Repeat the material below exactly, line for line.

##########

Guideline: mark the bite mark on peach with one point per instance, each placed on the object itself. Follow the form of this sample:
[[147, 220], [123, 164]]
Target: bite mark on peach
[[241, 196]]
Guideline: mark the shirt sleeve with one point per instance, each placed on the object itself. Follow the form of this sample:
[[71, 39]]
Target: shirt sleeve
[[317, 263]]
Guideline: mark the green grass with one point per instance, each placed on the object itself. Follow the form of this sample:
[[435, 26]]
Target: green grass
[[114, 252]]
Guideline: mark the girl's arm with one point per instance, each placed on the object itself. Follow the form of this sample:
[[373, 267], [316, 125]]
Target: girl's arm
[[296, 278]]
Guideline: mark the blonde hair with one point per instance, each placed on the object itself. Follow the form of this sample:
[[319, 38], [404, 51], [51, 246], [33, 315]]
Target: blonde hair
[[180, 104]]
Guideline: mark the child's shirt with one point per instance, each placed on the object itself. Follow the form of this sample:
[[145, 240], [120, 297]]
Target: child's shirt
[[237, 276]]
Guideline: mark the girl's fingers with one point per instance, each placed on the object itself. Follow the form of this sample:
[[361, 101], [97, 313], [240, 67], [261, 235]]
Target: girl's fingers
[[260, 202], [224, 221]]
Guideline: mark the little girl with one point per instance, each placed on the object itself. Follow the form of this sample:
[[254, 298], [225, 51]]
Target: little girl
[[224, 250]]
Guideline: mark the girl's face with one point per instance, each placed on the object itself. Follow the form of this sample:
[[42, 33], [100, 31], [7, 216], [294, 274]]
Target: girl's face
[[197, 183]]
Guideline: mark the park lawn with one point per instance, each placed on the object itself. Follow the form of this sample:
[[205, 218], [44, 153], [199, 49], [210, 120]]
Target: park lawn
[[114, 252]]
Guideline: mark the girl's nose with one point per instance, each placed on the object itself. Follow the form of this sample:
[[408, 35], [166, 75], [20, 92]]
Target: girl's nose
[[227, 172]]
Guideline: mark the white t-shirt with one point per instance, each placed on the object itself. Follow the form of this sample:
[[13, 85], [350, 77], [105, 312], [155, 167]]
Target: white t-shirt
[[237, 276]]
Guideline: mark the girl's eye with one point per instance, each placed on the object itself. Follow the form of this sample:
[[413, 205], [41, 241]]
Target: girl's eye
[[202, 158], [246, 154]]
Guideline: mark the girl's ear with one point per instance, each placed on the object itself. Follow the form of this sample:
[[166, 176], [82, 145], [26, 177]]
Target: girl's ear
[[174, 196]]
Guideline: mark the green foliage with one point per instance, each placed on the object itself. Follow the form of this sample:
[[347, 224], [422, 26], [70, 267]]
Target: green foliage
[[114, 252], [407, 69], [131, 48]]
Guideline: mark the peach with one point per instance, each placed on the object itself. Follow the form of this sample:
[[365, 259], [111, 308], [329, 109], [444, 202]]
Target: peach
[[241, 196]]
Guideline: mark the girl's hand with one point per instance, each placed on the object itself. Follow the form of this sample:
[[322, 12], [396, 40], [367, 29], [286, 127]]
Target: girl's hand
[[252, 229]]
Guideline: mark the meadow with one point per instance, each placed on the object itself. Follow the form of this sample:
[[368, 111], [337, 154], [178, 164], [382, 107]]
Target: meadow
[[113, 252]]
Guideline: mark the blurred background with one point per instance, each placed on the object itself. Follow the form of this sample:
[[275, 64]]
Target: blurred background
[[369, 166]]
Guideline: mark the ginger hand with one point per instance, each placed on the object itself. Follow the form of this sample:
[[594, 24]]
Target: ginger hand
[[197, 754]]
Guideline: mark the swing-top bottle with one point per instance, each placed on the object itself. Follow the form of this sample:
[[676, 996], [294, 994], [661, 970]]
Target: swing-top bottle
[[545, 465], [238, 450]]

##########

• [RESPONSE TO THIS EXERCISE]:
Guideline: mark the bite mark on peach with one point per instance, each placed on the object itself. Follow the form of this sample:
[[147, 220], [123, 164]]
Target: bite mark on peach
[[241, 196]]
Guideline: mark the shirt sleeve with one point per instance, each placed on the object itself. Follow the form of this sample:
[[71, 39]]
Target: shirt sleeve
[[317, 263]]
Guideline: mark the green grass with one point per instance, each placed on the object itself. Follow the form of this sample:
[[435, 26]]
Target: green grass
[[114, 252]]
Guideline: mark the girl's arm with one point per instance, each placed on the object itself. Follow the form of this sample:
[[373, 267], [316, 125]]
Target: girl's arm
[[296, 278]]
Guideline: mark the blonde hair with one point per instance, each placed on the object itself. Follow the form of this sample:
[[319, 38], [404, 51], [51, 246], [33, 315]]
Target: blonde hair
[[180, 104]]
Guideline: mark the child's shirt with one point per instance, each placed on the object itself. Follow the form of this sample:
[[145, 240], [120, 297]]
Target: child's shirt
[[237, 276]]
Guideline: mark the girl's fingers with one point per instance, each placed on the object itself. Follow the form of this sample:
[[361, 101], [97, 313], [240, 67], [261, 235]]
Target: girl's fingers
[[260, 202], [224, 221]]
Guideline: mark the little girl with one point per instance, each placed on the object itself. Follow the form of this sample:
[[254, 298], [225, 51]]
Target: little girl
[[224, 250]]
Guideline: mark the girl's face with one point per instance, each placed on the object itself. Follow the form of this sample:
[[42, 33], [100, 31], [7, 216], [294, 274]]
Target: girl's face
[[197, 183]]
Guideline: mark the park lawn with one point per instance, each placed on the object itself. Follow the form of this sample:
[[205, 218], [44, 153], [199, 49], [210, 120]]
Target: park lawn
[[114, 252]]
Guideline: mark the girl's nose with one point per instance, each placed on the object itself. Follow the form of this sample:
[[408, 35], [166, 75], [20, 92]]
Target: girl's nose
[[227, 172]]
Guideline: mark the white t-shirt with one point per instance, each placed on the object itself. Follow the form of this sample:
[[13, 85], [350, 77], [105, 312], [155, 167]]
Target: white t-shirt
[[237, 276]]
Guideline: mark the girl's eye with one point per instance, each placed on the object itself. Follow the form of this sample:
[[413, 205], [41, 241]]
Target: girl's eye
[[202, 158], [246, 154]]
Guideline: mark the girl's ear with one point per instance, each placed on the object itself. Follow the form of this sample:
[[166, 176], [82, 145], [26, 177]]
Target: girl's ear
[[174, 196]]
Guideline: mark the green foliage with one point per instance, each placed on the object itself. Follow the form of this sample:
[[347, 224], [422, 26], [70, 267]]
Target: green foliage
[[114, 252], [407, 69], [131, 48]]
Guideline: mark the peach with one point per instance, each placed on the object itself. Follow the form of this sample:
[[365, 259], [111, 308], [329, 109], [444, 202]]
Target: peach
[[241, 196]]
Guideline: mark the girl's hand with one point per instance, each placed on the object itself. Follow the form of this sample:
[[322, 12], [396, 40], [367, 29], [286, 127]]
Target: girl's hand
[[252, 229]]
Guideline: mark the meadow with one point per instance, each placed on the object itself. Follow the form of this sample:
[[368, 111], [337, 154], [178, 164], [382, 107]]
Target: meadow
[[113, 252]]
Guideline: mark the blurred background with one point per instance, each placed on the object itself. Follow the form of this sample:
[[275, 64]]
Target: blurred background
[[369, 166]]
Guideline: mark the ginger hand with one point per instance, each placed on the object itself. Follow the form of this sample:
[[594, 24]]
Target: ginger hand
[[197, 754]]
Guideline: mark the swing-top bottle with one point per instance, each placed on the object itself. Follow the form of this sample:
[[676, 996], [294, 994], [661, 970]]
Target: swing-top bottle
[[545, 465], [238, 450]]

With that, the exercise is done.